Task instructions -
Pictures do not belong in the copy; transcribe everything else in the records exactly.

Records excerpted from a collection

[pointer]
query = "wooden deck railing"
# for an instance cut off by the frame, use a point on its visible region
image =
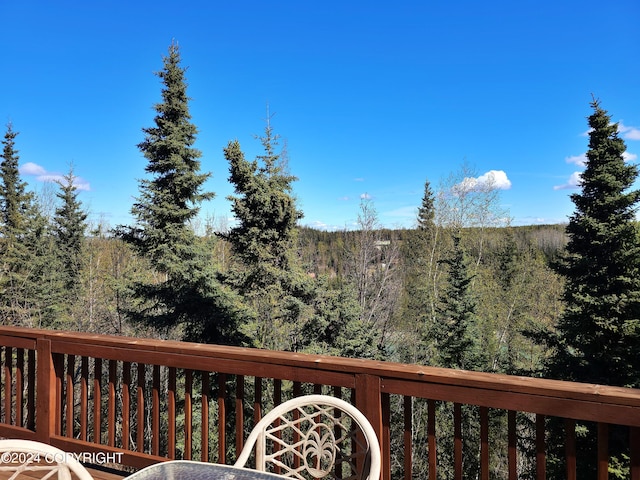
(149, 400)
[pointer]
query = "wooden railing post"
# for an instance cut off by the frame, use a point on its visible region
(45, 397)
(369, 402)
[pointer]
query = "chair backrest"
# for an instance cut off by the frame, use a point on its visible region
(28, 457)
(315, 437)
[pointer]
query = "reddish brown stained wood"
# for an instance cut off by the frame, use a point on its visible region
(111, 403)
(58, 365)
(8, 383)
(239, 407)
(155, 411)
(171, 420)
(277, 400)
(69, 395)
(97, 400)
(385, 444)
(479, 380)
(46, 405)
(257, 399)
(603, 451)
(188, 418)
(84, 397)
(16, 341)
(634, 441)
(484, 443)
(592, 409)
(140, 416)
(19, 385)
(431, 433)
(31, 390)
(570, 448)
(204, 421)
(457, 441)
(222, 419)
(512, 445)
(126, 404)
(541, 459)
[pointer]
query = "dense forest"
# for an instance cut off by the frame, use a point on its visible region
(463, 289)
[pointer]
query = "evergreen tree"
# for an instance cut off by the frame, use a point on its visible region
(190, 294)
(599, 331)
(426, 211)
(598, 334)
(68, 228)
(268, 275)
(456, 330)
(24, 249)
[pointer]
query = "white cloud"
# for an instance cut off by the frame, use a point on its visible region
(42, 175)
(575, 180)
(629, 133)
(580, 160)
(30, 168)
(493, 179)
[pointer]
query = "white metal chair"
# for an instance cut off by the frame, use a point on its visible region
(28, 459)
(315, 436)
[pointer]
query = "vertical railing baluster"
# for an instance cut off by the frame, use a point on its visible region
(570, 448)
(58, 363)
(19, 385)
(204, 420)
(239, 409)
(431, 440)
(84, 397)
(126, 404)
(97, 400)
(111, 403)
(634, 447)
(257, 400)
(385, 435)
(46, 407)
(541, 457)
(277, 400)
(484, 443)
(457, 441)
(8, 383)
(31, 390)
(69, 395)
(512, 445)
(171, 404)
(2, 393)
(408, 437)
(222, 419)
(603, 451)
(155, 411)
(188, 414)
(140, 414)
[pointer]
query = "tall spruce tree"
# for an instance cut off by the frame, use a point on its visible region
(24, 249)
(599, 331)
(190, 295)
(598, 334)
(68, 229)
(268, 275)
(456, 329)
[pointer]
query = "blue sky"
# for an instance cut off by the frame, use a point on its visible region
(373, 98)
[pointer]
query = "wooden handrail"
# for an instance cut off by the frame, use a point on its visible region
(372, 384)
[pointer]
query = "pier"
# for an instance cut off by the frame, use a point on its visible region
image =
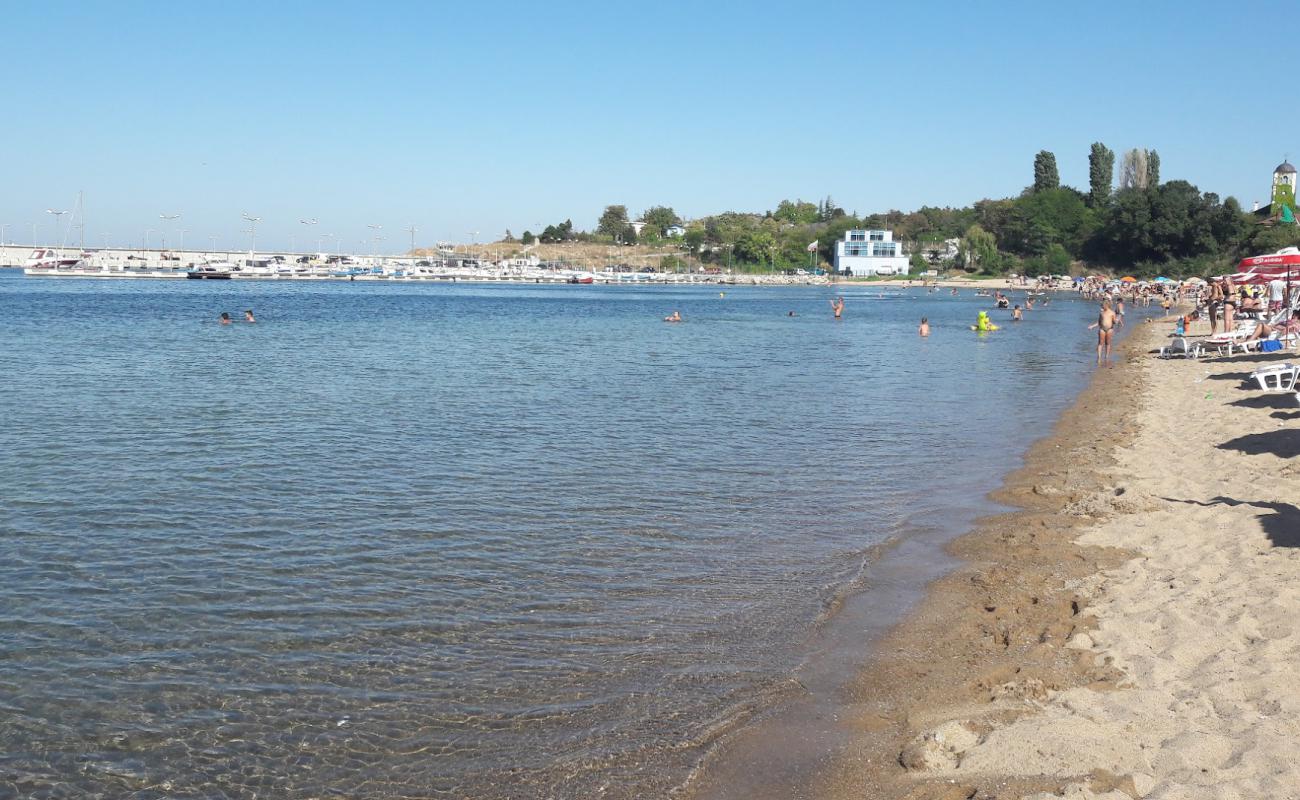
(164, 264)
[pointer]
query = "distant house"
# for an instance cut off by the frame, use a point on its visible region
(865, 253)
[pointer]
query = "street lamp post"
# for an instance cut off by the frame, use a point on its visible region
(252, 234)
(167, 217)
(312, 221)
(57, 220)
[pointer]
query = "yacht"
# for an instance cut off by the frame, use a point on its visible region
(46, 260)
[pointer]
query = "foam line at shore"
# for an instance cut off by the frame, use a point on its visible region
(1130, 632)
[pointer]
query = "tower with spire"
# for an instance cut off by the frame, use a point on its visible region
(1283, 208)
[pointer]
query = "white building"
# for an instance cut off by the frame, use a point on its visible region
(863, 253)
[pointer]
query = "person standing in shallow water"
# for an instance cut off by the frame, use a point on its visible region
(1105, 327)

Exercise answer -
[pointer]
query = "wooden deck railing"
# for an instance cut off by the frame, use a point on its visible region
image =
(149, 400)
[pointer]
query = "wooden railing post"
# for an instance cut off by the frame, use a point on its visible region
(45, 397)
(369, 402)
[pointer]
query = "chair backrest"
# for an instance cut off by the frame, use a point on its visible region
(28, 457)
(315, 437)
[pointer]
query = "reddish brown stained wood"
# for an instance cut off by the frame, use a point on its visible region
(111, 403)
(58, 365)
(8, 383)
(239, 407)
(155, 411)
(171, 420)
(277, 400)
(69, 395)
(97, 400)
(385, 444)
(479, 380)
(46, 405)
(257, 399)
(603, 451)
(188, 418)
(84, 397)
(16, 341)
(634, 441)
(484, 443)
(592, 409)
(140, 416)
(19, 385)
(431, 433)
(31, 390)
(570, 448)
(204, 421)
(457, 441)
(222, 419)
(512, 445)
(126, 404)
(541, 459)
[pointer]
query = "dense forest"
# for an instance cut off by the frame, use a point on its visible region
(463, 289)
[pointer]
query = "evergreen tree"
# for an instance cut off by the frame, use a point on its visible region
(190, 294)
(599, 331)
(426, 211)
(598, 334)
(68, 228)
(268, 275)
(456, 330)
(24, 249)
[pointer]
query = "white cloud"
# for an instance cut off by the frame, use a point on its visible region
(42, 175)
(575, 180)
(629, 133)
(580, 160)
(30, 168)
(493, 179)
[pointer]
query = "white metal chair"
# for an instance cut off by the frame, use a point on its visible region
(28, 459)
(315, 436)
[pointer]
query = "vertical railing baluster"
# for an instance cut off by the frame, use a point on its visible region
(570, 448)
(58, 363)
(19, 385)
(204, 420)
(239, 409)
(431, 440)
(84, 397)
(126, 404)
(97, 400)
(111, 403)
(634, 447)
(257, 400)
(385, 435)
(46, 407)
(541, 457)
(277, 400)
(484, 443)
(457, 441)
(8, 383)
(31, 390)
(69, 395)
(512, 445)
(171, 404)
(2, 393)
(408, 437)
(222, 419)
(603, 451)
(155, 411)
(188, 414)
(140, 414)
[pointer]
query = "tall spruce tree"
# for an instance cut off by the frame, use a point on its visible region
(24, 249)
(599, 331)
(190, 295)
(598, 334)
(68, 229)
(268, 275)
(456, 329)
[pointer]
query = "blue sky"
# for an instance cut off by the frame, use a point on its visible region
(373, 98)
[pointer]
query = "wooden handrail"
# for an instance cut off by the frame, use a point on its visible region
(372, 384)
[pointer]
query = "pier"
# for an instance cut off by the frame, use a point on its visible region
image =
(164, 264)
[pointer]
query = "distant house"
# for an instance cut off by the frame, use a point on its visible region
(865, 253)
[pointer]
query = "street lamp post"
# for an instance cut off by the frame, use a point on its visible region
(252, 234)
(167, 217)
(312, 221)
(57, 220)
[pointer]
query = "yacht"
# for an instance cut off by the frame, use a point on its visible region
(46, 260)
[pointer]
query = "foam line at shore"
# for an instance cut off by the frame, use a point on its visible region
(1130, 632)
[pointer]
query = "tower with spire"
# for an instance cut off by the frame, use a point on its visible region
(1283, 208)
[pointer]
query = "white building"
# for an instance cut off by the frame, use a point on its visible region
(863, 253)
[pointer]
query = "person standing in shallow water"
# for an instance cut off by the frame, use a point on its visible region
(1105, 327)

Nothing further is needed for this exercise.